→ **To do**: Copy everything in the data below exactly except the pictures.

- - - - - - -

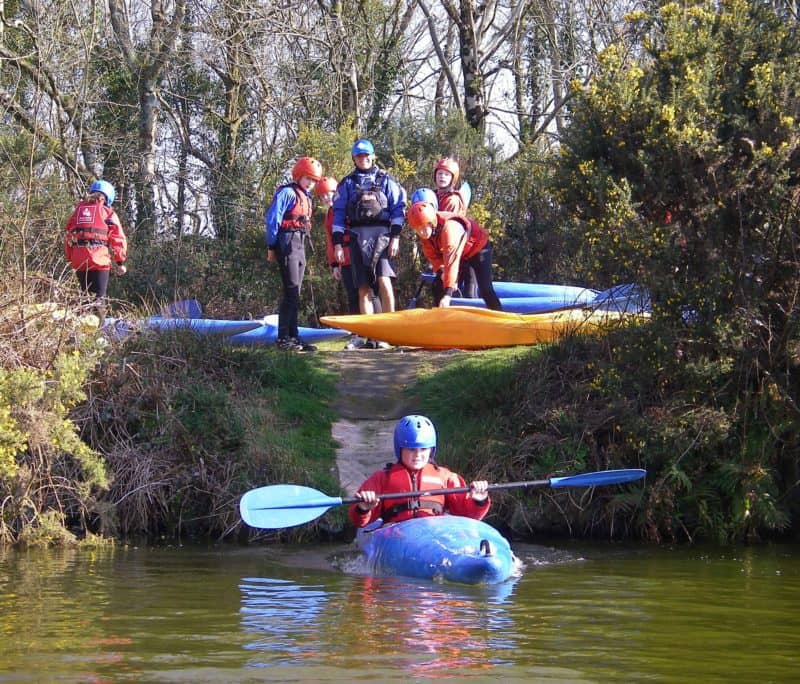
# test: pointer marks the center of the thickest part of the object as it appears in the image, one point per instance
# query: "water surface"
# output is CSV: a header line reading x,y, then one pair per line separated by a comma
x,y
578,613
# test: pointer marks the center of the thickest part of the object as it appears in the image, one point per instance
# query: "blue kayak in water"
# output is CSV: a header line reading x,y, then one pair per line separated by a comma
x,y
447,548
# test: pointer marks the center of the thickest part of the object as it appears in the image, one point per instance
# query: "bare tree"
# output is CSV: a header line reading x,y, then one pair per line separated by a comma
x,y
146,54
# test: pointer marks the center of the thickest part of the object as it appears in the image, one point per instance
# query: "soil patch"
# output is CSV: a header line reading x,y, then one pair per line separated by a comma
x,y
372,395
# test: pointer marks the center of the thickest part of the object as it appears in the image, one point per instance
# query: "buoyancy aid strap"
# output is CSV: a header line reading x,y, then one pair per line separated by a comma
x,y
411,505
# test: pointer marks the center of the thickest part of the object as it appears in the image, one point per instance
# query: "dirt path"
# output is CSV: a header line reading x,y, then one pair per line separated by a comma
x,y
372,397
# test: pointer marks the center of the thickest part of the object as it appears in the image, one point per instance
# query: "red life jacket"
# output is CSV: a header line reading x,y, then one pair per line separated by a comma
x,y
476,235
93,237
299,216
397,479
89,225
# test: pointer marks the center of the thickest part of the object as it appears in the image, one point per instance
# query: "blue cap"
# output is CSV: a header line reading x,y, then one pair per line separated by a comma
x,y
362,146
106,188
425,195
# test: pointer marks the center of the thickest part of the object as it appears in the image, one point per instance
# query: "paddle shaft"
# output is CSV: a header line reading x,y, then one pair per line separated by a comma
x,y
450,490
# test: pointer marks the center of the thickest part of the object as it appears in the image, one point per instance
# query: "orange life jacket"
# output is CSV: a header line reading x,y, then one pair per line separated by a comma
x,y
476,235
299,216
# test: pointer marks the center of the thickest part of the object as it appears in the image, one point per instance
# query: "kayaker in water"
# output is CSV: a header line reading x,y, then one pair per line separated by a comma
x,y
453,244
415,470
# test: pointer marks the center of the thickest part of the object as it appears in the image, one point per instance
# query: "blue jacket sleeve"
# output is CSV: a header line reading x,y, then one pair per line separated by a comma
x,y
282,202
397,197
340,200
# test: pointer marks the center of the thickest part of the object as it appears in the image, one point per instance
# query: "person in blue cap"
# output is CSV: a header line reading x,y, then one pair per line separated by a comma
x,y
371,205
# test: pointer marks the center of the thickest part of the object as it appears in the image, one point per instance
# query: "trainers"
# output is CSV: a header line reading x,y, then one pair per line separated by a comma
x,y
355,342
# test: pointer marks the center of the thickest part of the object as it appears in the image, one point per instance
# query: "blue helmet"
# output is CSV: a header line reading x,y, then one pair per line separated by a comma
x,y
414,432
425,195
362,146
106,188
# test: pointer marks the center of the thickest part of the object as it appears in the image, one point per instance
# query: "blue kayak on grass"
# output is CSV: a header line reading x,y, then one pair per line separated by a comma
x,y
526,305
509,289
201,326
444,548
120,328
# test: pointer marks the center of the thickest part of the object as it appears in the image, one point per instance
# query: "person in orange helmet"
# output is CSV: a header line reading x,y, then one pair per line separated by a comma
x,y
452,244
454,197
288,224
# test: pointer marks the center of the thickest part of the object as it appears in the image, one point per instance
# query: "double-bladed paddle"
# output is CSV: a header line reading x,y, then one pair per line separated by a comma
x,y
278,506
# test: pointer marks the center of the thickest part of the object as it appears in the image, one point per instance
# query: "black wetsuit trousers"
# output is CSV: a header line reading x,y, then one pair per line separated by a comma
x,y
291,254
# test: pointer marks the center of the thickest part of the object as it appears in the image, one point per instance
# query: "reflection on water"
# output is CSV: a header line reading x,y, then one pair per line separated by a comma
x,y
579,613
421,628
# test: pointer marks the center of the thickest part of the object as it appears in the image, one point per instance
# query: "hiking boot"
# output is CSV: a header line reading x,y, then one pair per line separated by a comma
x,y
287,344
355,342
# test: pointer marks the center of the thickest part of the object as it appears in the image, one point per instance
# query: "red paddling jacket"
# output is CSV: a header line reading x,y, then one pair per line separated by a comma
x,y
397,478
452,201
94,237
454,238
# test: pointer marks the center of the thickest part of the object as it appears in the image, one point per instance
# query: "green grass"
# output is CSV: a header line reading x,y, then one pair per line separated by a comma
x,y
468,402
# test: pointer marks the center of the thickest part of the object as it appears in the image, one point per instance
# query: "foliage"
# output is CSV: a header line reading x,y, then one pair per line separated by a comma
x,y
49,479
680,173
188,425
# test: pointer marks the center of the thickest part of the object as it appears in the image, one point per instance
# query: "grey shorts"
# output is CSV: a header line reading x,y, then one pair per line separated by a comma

- - - - - - -

→ **Correct output**:
# test: pointer marks the center of the thickest part of the object as it appears in the image, one point per instance
# query: "water surface"
# output is CSV: a header line reading x,y, then one pair per line separated by a comma
x,y
578,613
# test: pointer marks the center of the thickest part of the object as it appears in the image, one point per instance
# query: "blue kayak in water"
# output is CSV: a header line reading x,y, then one pair per line separated by a comma
x,y
447,548
# test: pointer marks the center of the thickest part of the object as it appears in the image, one point per instance
# query: "bare tree"
# output is CSV: a header line reading x,y, then one pair per line separated by a comma
x,y
146,54
# test: pointer marks the center of the thickest part of the object as it appears in the image, one point per instance
# query: "soil patch"
# output is CSV: a header line reading x,y, then one pair per line separated by a comma
x,y
372,395
# test: pointer marks the center of the thickest part of the object as it appears in the image, one point per instance
# query: "buoyancy aid strap"
# output is CSV: a header line reading x,y, then one pair per line separated by a comma
x,y
411,505
# test: pointer marks the center of the thickest part of the object as it appears in the image, one point per instance
# query: "dirt path"
# output is CSV: a header line reading x,y, then one pair per line separated by a comma
x,y
372,397
# test: pointer marks the center of the thickest part of the object as it appears in the image, one point per instance
# query: "red life jacket"
# output is CSV: a header line reading x,y, then one pair per line separated by a comma
x,y
476,235
93,237
299,216
397,479
89,225
# test: pointer marks the center of the thickest part of the object as it appears in the image, one point per instance
# query: "blue cap"
# output is CSV: a header line reading x,y, then one pair per line separated by a comma
x,y
362,146
106,188
425,195
# test: pointer marks the center of the thickest part of the object as it appears in the image, one point per instance
# query: "paddle shaft"
# output is CSV: a header line reading x,y, then one pair per line separated by a comma
x,y
450,490
# test: pointer marks the center of the thickest part of the object as it appears in the image, one point per instance
# query: "orange life jacket"
# output is CSV: a header line reading x,y, then one pair per line separated by a comma
x,y
476,235
299,216
# test: pointer marks the center of the thickest part of the object as it appears in the image, one point per instance
# query: "kayaker in water"
# output is CSV: a header line reading x,y, then one pair per line separated by a comma
x,y
453,244
415,470
# test: pointer marks the center of the thickest part of the object as it appears in the image, one point per instance
# query: "blue jacket sleeve"
# output is CSV: a header line reading x,y, then one pair per line separated by a comma
x,y
282,202
397,197
340,200
# test: pointer marks the center of the thickest part of the object as it appears in the image, one point per instance
# query: "person in blue cap"
# output is CSV: a header line reading x,y, then one pair per line separated by a comma
x,y
371,205
# test: pointer marks the center of the thickest part of the object as it appears in the image, one point per instance
# query: "trainers"
# output is CSV: a header line reading x,y, then one pair per line separated by a comma
x,y
355,342
# test: pointer marks the center of the thickest part of the object as it appears in the image, one point per instance
# query: "blue helmet"
# output is CSV: a header line reading x,y, then one pair per line separated by a comma
x,y
414,432
425,195
362,146
106,188
# test: pointer marks the center of the thickest part of the object as it appears in the image, one point per instance
# query: "blue kayak on grass"
# output is CSV: a header line reading x,y, then one pair per line separated by a comma
x,y
526,305
509,289
201,326
444,548
120,328
# test: pointer marks the center of the thickest part of the object as it appears in the image, one point per instance
# query: "person in orange helmet"
# output is CSV: a header line reading x,y, then one pair per line separated by a comma
x,y
452,244
454,197
288,224
# test: pointer marks the center of the thickest part of the object as it appears in the image, one point per instance
# query: "double-bladed paddle"
# output is CSV: a header line reading x,y, then one pair per line separated by a comma
x,y
278,506
# test: pointer marks the center of the thickest part of the object as it appears in the image, one point per instance
# query: "black wetsuit trousers"
# output is CSV: a header line reading x,y, then one pair per line separated by a comma
x,y
291,254
# test: pointer marks the center of the thickest part of the object as it appears in the image, one point per instance
# query: "reflection on water"
# output is CSV: a header line reading x,y, then one pair per line separated by a comma
x,y
579,613
421,628
# test: pointer marks the center of the thickest part of the object as it appears in the image, one point per instance
# query: "hiking boot"
# output is CSV: a header line reading x,y, then one pair per line separated by a comma
x,y
287,344
355,342
# test: pointer marks the center of the thickest part of the object as it appears in the image, one point per instance
# query: "red paddling jacket"
# output is CSV: a header line reading x,y, then one pair per line separated by a comma
x,y
397,478
452,201
94,237
454,238
# test: pointer marks the center of the thickest part of the object as it appears in the image, one point per instance
# query: "green grass"
# output is CSV: a header line reading x,y, then one pair per line separated by a comma
x,y
468,402
# test: pointer marks the center of the thickest part of the object as it appears in the image, one point per instance
# query: "foliage"
# output is CSV: a header line reading x,y, then one pair per line separated by a comma
x,y
49,479
680,173
188,425
# test: pointer marks the center of the thickest part of the object as it appears in the image, one point per instance
# query: "grey shorts"
# output is CSV: a header line reading x,y, then one pair per line separated by a comma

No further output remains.